(Records excerpted from a collection)
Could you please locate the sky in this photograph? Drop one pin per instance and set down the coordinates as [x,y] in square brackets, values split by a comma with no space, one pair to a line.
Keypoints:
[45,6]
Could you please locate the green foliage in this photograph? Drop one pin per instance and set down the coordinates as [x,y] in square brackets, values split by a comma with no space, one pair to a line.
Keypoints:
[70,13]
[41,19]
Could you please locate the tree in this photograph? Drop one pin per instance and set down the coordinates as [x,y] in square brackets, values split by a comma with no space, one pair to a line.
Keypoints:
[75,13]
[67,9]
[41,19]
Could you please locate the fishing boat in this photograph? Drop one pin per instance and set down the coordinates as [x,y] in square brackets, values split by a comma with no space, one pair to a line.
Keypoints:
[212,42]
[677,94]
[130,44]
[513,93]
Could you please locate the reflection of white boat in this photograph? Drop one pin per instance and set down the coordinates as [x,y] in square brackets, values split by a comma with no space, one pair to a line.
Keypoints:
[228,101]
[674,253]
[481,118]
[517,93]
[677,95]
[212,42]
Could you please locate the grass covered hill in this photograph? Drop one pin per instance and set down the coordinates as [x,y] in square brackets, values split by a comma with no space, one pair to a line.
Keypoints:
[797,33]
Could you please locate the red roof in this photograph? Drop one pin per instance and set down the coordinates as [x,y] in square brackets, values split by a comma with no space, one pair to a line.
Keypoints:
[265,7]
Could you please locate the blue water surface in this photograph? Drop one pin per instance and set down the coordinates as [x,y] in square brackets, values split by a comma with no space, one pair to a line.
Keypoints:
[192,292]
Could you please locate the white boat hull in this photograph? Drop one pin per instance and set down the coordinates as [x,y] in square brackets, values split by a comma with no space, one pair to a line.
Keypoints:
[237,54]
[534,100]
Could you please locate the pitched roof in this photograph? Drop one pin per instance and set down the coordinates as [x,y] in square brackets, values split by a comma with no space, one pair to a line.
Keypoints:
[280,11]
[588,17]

* WRITTEN INSTRUCTION
Copy the whole listing above word for word, keeping every line in its original order.

* COMPLETED TASK
Could you please locate the sky in this photograph? Drop one pin per instance and set down the coordinates as [x,y] in square brackets, values split by a comma with no space, one pair to a line.
Keypoints:
[45,6]
Could you please locate the green foliage in this photograph? Drop one pin per instance and set down the coordinates as [x,y] in square brackets, values split by a comma with no space, one pair to a line.
Keypoints:
[70,13]
[41,19]
Could you please locate the tree in this photograph? Drop one pin per instance and set down the coordinates as [x,y] in square brackets, values split by a comma with no space, one pair to a line.
Keypoints:
[75,13]
[67,9]
[41,19]
Could you please locate the fishing boat in this photograph? Drop one pin per instance and set down the coordinates as [x,y] in square brackets, values split by a comma with no space, one pair to a line.
Keypoints:
[212,42]
[677,94]
[130,44]
[513,93]
Could you please locate the reflection of white boat in this photograph? Drop one pin per instance and set down the coordinates as [x,y] in square brackets, values split by a comma with no space, one pair to a line.
Keypoints:
[228,101]
[674,253]
[481,118]
[517,93]
[677,95]
[212,42]
Could you please locate the grass covered hill in this photograph? Drop one pin per instance and set down the coordinates as [x,y] in square brackets, values split by a comma with no space, one pair to a line.
Keypoints:
[797,33]
Could you please locate the red roof in this photograph? Drop one pin per instance and set down the coordinates as [x,y] in square brackets, values split by a comma with no space, one pair to a line.
Keypoints:
[265,7]
Could you please locate the blue water surface in this photograph? Drop one pin per instance and set down the coordinates as [x,y] in square brackets, values split by a comma with no space, one pair to a line.
Keypoints:
[192,292]
Could you please locate the white boat hull in this photograph? Drop one pin per instance and set down the coordinates as [x,y] in square brackets, values split by a comma with no space, one pair to a line.
Keypoints:
[237,54]
[534,100]
Could you please locate the pitched roof in this photograph? Drop one pin per instance and set down the coordinates as [x,y] in square brackets, values split by a comma with no space, one pair to a line.
Keypoints:
[280,11]
[588,17]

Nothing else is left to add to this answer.